READING PASSAGE:
MWAA Dependencies

Prerequisites

You’ll need the following before you can complete the steps on this page.

  • Permissions — Your AWS account must have been granted access by your administrator to the AmazonMWAAFullConsoleAccess access control policy for your environment. In addition, your Amazon MWAA environment must be permitted by your execution role to access the AWS resources used by your environment.

  • Access — If you require access to public repositories to install dependencies directly on the web server, your environment must be configured with public network web server access. For more information, see Apache Airflow access modes.

  • Amazon S3 configuration — The Amazon S3 bucket used to store your DAGs, custom plugins in plugins.zip, and Python dependencies in requirements.txt must be configured with Public Access Blocked and Versioning Enabled.

How it works

On Amazon MWAA, you install all Python dependencies by uploading a requirements.txt file to your Amazon S3 bucket, then specifying the version of the file on the Amazon MWAA console each time you update the file. Amazon MWAA runs pip3 install -r requirements.txt to install the Python dependencies on the Apache Airflow scheduler and each of the workers.

To run Python dependencies on your environment, you must do three things:

  1. Create a requirements.txt file locally.
  2. Upload the local requirements.txtto your Amazon S3 bucket.
  3. Specify the version of this file in the Requirements file field on the Amazon MWAA console.

Python dependencies overview

You can install Apache Airflow extras and other Python dependencies from the Python Package Index (PyPi.org), Python wheels (.whl), or Python dependencies hosted on a private PyPi/PEP-503 Compliant Repo on your environment.

Python dependencies location and size limits

The Apache Airflow Scheduler and the Workers look for the packages in the requirements.txt file and the packages are installed on the environment at /usr/local/airflow/.local/bin.

  • Size limit. We recommend a requirements.txt file that references libraries whose combined size is less than than 1 GB. The more libraries Amazon MWAA needs to install, the longer the startup time on an environment. Although Amazon MWAA doesn’t limit the size of installed libraries explicitly, if dependencies can’t be installed within ten minutes, the Fargate service will time-out and attempt to rollback the environment to a stable state.

Installing Python dependencies on your environment

This section describes how to install the dependencies you uploaded to your Amazon S3 bucket by specifying the path to the requirements.txt file, and specifying the version of the requirements.txt file each time it’s updated.

DATA ENTRIES:
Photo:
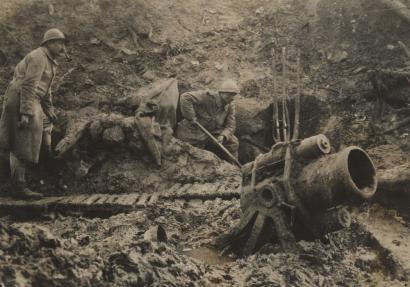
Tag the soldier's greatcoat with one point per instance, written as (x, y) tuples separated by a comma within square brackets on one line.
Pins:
[(27, 94), (210, 111)]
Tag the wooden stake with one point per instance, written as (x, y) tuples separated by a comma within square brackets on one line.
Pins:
[(296, 124), (275, 110)]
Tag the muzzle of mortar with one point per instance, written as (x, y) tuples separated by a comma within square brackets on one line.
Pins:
[(320, 181), (333, 179)]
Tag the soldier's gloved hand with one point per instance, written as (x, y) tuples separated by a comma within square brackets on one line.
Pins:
[(24, 121), (220, 139), (53, 117), (192, 121)]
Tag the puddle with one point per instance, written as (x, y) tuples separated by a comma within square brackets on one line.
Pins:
[(208, 256)]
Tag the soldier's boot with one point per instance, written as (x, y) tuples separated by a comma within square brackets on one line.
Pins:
[(4, 168), (18, 174), (23, 192), (46, 153)]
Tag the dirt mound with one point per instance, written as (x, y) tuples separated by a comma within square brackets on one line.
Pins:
[(120, 46)]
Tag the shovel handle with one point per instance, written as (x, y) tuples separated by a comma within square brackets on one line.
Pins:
[(231, 157)]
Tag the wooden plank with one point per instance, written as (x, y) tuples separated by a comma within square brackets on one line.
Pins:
[(111, 199), (154, 198), (128, 199), (172, 190), (67, 199), (143, 199), (103, 199), (91, 199), (184, 189), (48, 200), (79, 199)]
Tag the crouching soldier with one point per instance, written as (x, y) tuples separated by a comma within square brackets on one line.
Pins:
[(215, 111), (28, 115)]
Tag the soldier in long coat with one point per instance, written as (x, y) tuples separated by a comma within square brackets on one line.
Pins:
[(215, 111), (28, 114)]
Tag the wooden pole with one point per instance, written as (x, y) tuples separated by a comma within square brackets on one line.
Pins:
[(296, 124), (275, 109)]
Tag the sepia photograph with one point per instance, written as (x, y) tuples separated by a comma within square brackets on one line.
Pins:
[(202, 143)]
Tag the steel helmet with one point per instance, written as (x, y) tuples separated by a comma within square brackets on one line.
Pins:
[(229, 86), (53, 34)]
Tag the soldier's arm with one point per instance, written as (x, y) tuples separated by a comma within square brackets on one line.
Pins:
[(187, 102), (230, 122), (34, 71)]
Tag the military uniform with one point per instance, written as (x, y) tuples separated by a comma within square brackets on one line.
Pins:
[(209, 110), (29, 94)]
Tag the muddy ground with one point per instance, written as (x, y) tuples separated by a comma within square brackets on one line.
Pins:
[(200, 42)]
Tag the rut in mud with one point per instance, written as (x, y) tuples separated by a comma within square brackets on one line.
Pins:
[(117, 46)]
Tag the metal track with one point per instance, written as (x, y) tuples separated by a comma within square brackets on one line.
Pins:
[(114, 203)]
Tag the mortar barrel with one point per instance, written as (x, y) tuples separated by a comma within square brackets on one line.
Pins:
[(308, 148), (333, 179)]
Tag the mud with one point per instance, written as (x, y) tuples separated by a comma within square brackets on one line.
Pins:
[(118, 46)]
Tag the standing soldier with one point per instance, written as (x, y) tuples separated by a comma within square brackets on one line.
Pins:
[(215, 111), (28, 114)]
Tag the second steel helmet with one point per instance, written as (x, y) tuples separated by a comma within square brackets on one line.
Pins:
[(229, 86), (53, 34)]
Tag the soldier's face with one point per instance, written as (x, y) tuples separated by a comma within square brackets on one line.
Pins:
[(228, 97), (56, 47)]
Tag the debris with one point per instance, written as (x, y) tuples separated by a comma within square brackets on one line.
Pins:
[(156, 233), (319, 182), (113, 135), (149, 75), (337, 56)]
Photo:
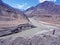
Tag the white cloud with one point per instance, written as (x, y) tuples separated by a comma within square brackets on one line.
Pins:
[(22, 6), (46, 0)]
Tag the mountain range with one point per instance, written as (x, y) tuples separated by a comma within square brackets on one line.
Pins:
[(47, 11), (11, 16)]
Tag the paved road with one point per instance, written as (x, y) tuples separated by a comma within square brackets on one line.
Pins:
[(39, 27)]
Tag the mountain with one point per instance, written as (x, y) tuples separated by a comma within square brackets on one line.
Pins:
[(11, 16), (46, 11), (46, 7)]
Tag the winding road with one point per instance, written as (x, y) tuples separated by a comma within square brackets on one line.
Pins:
[(40, 27)]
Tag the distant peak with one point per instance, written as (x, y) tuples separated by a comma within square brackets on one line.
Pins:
[(48, 2)]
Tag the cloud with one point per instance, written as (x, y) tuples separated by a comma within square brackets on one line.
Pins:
[(46, 0), (22, 6)]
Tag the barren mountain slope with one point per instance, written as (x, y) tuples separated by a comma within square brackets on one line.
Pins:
[(10, 16), (46, 11)]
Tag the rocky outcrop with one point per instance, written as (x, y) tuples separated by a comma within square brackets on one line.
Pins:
[(38, 39), (12, 30)]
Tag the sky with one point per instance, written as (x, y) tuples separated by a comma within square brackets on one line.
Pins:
[(25, 4)]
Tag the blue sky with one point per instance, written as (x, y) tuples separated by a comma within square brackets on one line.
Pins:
[(24, 4)]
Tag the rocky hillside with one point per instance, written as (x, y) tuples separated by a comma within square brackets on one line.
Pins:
[(46, 11), (12, 20), (11, 16), (46, 38), (44, 8)]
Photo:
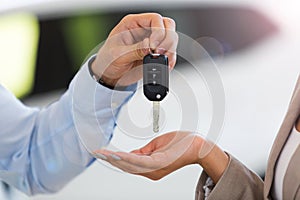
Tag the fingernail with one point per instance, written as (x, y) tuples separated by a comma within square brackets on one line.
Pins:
[(155, 44), (115, 157), (101, 156), (160, 51)]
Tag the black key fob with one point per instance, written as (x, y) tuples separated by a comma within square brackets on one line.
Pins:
[(155, 77)]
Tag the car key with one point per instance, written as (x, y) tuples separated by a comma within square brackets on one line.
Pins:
[(155, 82)]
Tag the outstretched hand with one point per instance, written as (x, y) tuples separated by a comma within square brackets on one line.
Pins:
[(158, 158)]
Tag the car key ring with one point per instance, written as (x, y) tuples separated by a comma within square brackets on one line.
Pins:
[(155, 82)]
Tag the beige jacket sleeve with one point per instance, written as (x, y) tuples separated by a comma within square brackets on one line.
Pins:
[(237, 182)]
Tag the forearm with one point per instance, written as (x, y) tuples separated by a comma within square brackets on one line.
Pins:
[(298, 124), (215, 162)]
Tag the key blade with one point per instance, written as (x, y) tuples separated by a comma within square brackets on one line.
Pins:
[(156, 108)]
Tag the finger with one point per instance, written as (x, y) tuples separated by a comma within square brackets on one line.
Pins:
[(148, 21), (170, 42), (136, 51)]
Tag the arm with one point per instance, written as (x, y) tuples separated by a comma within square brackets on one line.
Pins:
[(298, 124), (174, 150), (42, 150)]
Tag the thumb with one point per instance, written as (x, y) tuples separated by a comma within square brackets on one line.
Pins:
[(138, 50)]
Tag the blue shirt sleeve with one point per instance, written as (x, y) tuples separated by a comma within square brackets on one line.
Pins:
[(42, 150)]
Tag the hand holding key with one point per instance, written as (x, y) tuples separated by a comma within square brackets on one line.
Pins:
[(155, 82)]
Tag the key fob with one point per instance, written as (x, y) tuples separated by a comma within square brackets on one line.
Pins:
[(155, 77)]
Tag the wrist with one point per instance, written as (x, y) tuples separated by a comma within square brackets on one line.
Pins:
[(214, 161)]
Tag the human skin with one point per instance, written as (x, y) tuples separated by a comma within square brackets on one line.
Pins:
[(119, 60)]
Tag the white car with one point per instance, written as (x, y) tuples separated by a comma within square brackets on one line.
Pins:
[(254, 46)]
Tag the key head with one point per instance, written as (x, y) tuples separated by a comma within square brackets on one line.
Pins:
[(155, 77)]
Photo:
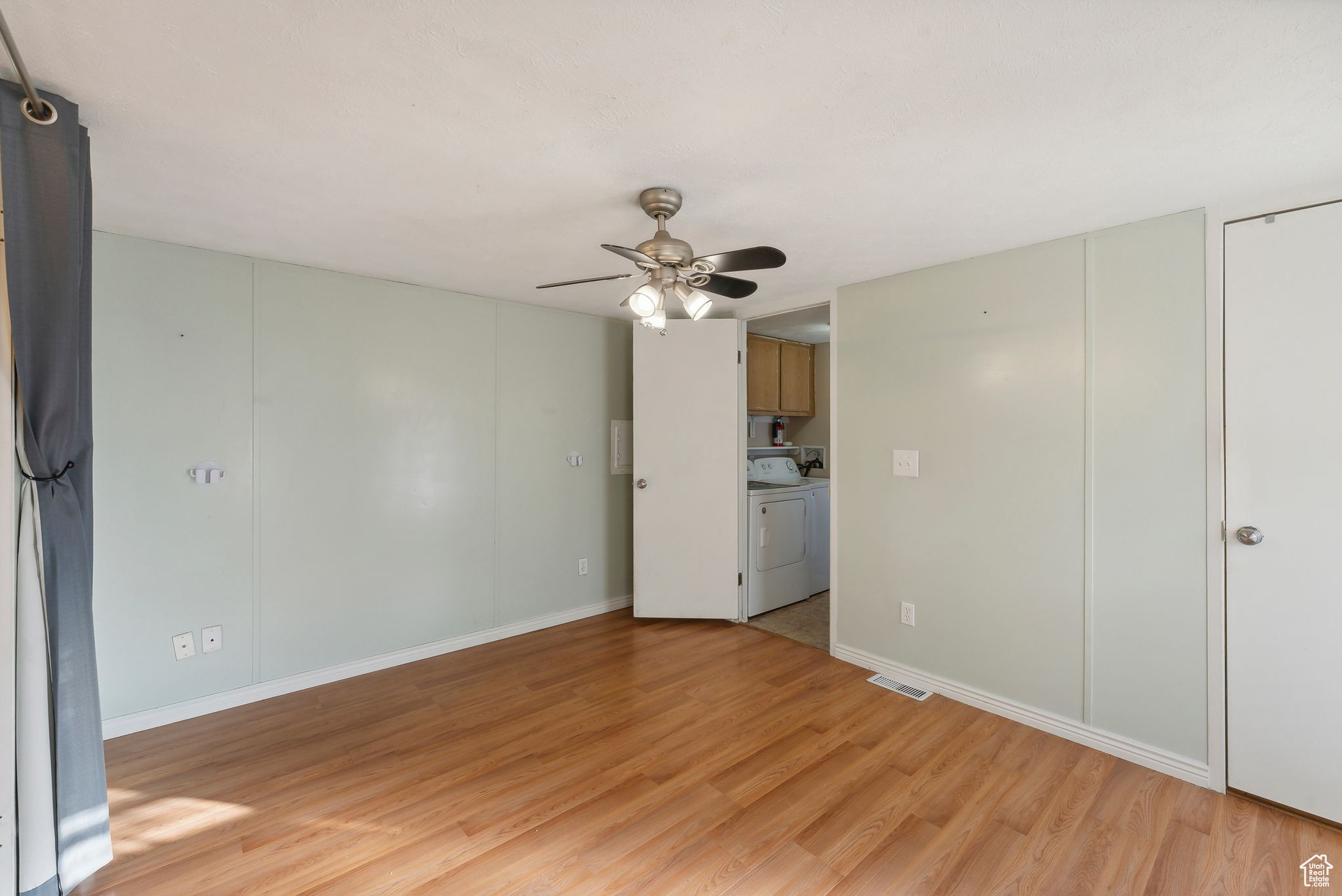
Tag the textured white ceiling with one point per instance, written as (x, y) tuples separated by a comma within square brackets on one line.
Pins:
[(488, 147), (805, 325)]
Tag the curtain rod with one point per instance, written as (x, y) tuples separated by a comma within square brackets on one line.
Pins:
[(33, 103)]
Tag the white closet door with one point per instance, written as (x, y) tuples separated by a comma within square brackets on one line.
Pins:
[(689, 417), (1283, 467)]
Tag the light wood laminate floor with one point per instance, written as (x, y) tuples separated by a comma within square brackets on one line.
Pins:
[(659, 757)]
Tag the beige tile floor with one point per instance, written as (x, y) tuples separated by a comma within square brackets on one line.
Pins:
[(805, 622)]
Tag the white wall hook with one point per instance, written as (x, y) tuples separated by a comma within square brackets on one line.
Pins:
[(206, 472)]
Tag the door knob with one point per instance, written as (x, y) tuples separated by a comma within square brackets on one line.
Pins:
[(1248, 536)]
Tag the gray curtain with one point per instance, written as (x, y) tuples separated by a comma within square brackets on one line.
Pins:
[(47, 251)]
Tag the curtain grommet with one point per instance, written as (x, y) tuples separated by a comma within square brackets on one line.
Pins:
[(30, 113)]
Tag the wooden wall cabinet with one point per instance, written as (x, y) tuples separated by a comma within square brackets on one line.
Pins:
[(780, 377)]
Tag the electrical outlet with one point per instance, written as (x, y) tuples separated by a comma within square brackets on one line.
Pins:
[(184, 646)]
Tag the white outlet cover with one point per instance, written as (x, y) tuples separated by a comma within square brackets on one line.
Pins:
[(184, 646)]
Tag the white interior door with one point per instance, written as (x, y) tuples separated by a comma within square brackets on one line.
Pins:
[(1283, 434), (689, 419)]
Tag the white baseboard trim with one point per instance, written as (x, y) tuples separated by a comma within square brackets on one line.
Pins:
[(265, 690), (1142, 754)]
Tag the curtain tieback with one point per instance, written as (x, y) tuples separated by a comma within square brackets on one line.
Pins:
[(48, 479)]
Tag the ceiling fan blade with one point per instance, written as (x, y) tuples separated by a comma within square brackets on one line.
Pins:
[(591, 279), (753, 259), (733, 288), (634, 255)]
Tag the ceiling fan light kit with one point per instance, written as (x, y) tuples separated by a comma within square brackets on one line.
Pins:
[(672, 266)]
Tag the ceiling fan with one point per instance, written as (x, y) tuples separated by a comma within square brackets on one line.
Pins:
[(672, 267)]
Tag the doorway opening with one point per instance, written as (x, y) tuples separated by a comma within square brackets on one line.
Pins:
[(787, 471)]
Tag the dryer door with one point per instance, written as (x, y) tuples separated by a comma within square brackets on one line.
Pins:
[(781, 533)]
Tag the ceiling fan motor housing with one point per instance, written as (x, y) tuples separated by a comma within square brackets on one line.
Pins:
[(667, 250)]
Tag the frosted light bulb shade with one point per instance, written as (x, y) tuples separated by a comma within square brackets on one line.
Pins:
[(695, 303), (645, 299)]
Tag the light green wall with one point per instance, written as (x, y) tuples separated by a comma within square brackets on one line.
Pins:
[(388, 426), (1054, 544)]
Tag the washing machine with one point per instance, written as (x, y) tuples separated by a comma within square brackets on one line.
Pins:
[(784, 541)]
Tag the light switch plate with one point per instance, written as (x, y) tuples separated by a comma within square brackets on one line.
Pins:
[(906, 463), (184, 646)]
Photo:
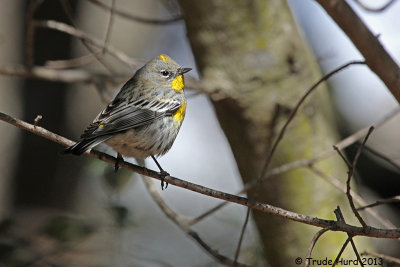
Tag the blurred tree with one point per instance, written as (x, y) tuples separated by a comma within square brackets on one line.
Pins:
[(249, 53), (38, 183)]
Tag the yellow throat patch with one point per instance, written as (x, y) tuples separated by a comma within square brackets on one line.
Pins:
[(180, 113), (178, 83)]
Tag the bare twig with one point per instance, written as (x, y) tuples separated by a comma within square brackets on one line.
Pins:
[(30, 32), (372, 9), (71, 63), (275, 211), (181, 223), (350, 175), (395, 199), (109, 27), (68, 11), (379, 155), (67, 76), (304, 162), (62, 27), (126, 15), (296, 108), (341, 251), (340, 218), (37, 120), (376, 57), (237, 252), (313, 242), (382, 256), (356, 252), (360, 201)]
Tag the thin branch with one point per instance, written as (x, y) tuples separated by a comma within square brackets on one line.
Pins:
[(356, 252), (297, 107), (30, 32), (67, 76), (341, 251), (340, 217), (360, 201), (62, 27), (246, 221), (376, 57), (71, 63), (386, 159), (395, 199), (350, 175), (127, 15), (382, 256), (109, 27), (313, 242), (305, 162), (181, 223), (275, 211), (373, 9)]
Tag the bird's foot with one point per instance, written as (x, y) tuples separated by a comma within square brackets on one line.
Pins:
[(119, 160), (163, 182)]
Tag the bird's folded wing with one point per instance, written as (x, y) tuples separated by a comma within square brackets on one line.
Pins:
[(119, 116)]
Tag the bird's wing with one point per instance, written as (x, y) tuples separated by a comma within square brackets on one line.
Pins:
[(120, 116)]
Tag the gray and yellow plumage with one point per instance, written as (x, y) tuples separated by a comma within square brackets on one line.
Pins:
[(144, 118)]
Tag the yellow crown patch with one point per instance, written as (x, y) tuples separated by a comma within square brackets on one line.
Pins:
[(163, 57)]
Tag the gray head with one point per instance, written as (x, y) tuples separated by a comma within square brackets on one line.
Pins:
[(164, 71)]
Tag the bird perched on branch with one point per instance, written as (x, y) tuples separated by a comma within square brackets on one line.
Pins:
[(144, 118)]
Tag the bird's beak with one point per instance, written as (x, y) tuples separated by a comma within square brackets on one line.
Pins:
[(183, 70)]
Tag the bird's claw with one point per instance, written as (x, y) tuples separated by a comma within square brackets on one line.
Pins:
[(163, 175)]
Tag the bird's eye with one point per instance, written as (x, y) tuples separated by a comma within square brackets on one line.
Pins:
[(165, 73)]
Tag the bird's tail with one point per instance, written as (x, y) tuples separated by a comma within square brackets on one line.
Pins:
[(83, 145)]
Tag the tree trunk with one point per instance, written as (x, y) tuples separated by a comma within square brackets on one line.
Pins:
[(250, 54)]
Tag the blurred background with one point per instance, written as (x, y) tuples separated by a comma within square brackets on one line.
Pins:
[(60, 210)]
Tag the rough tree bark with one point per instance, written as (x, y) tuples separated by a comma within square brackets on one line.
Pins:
[(250, 52)]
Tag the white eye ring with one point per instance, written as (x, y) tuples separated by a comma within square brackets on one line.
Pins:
[(165, 73)]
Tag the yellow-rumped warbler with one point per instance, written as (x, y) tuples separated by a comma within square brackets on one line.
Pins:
[(145, 117)]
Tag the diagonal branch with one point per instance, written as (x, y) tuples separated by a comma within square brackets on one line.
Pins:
[(376, 57), (126, 15), (275, 211), (181, 223)]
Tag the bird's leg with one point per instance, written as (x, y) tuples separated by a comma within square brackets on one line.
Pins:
[(162, 173), (119, 160)]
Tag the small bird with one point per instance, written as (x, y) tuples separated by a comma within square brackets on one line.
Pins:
[(145, 116)]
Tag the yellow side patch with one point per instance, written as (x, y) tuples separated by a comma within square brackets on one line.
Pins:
[(180, 113), (163, 57), (178, 83)]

REQUIREMENTS:
a. List the prerequisites that the MWAA dependencies page says you need before completing its steps.
b. Pick up the MWAA dependencies page after its last sentence and continue the section on installing Python dependencies on your environment.
The entries are separate material and are not part of the MWAA dependencies page.

EXPECTED OUTPUTS:
a. Permissions, Access, Amazon S3 configuration

b.
Specifying the path to requirements.txt on the Amazon MWAA console (the first time)

If this is the first time you’re creating and uploading a requirements.txt to your Amazon S3 bucket, you also need to specify the path to the file on the Amazon MWAA console. You only need to complete this step once.

  1. Open the Environments page on the Amazon MWAA console.
  2. Choose an environment.
  3. Choose Edit.
  4. On the DAG code in Amazon S3 pane, choose Browse S3 next to the Requirements file - optional field.
  5. Select the requirements.txt file on your Amazon S3 bucket.
  6. Choose Choose.
  7. Choose Next, Update environment.

You can begin using the new packages immediately after your environment finishes updating.

Specifying the requirements.txt version on the Amazon MWAA console

You need to specify the version of your requirements.txt file on the Amazon MWAA console each time you upload a new version of your requirements.txt in your Amazon S3 bucket.

  1. Open the Environments page on the Amazon MWAA console.
  2. Choose an environment.
  3. Choose Edit.
  4. On the DAG code in Amazon S3 pane, choose a requirements.txt version in the dropdown list.
  5. Choose Next, Update environment.

You can begin using the new packages immediately after your environment finishes updating.

Viewing logs for your requirements.txt

You can view Apache Airflow logs for the Scheduler scheduling your workflows and parsing your dags folder. The following steps describe how to open the log group for the Scheduler on the Amazon MWAA console, and view Apache Airflow logs on the CloudWatch Logs console.

To view logs for a requirements.txt

  1. Open the Environments page on the Amazon MWAA console.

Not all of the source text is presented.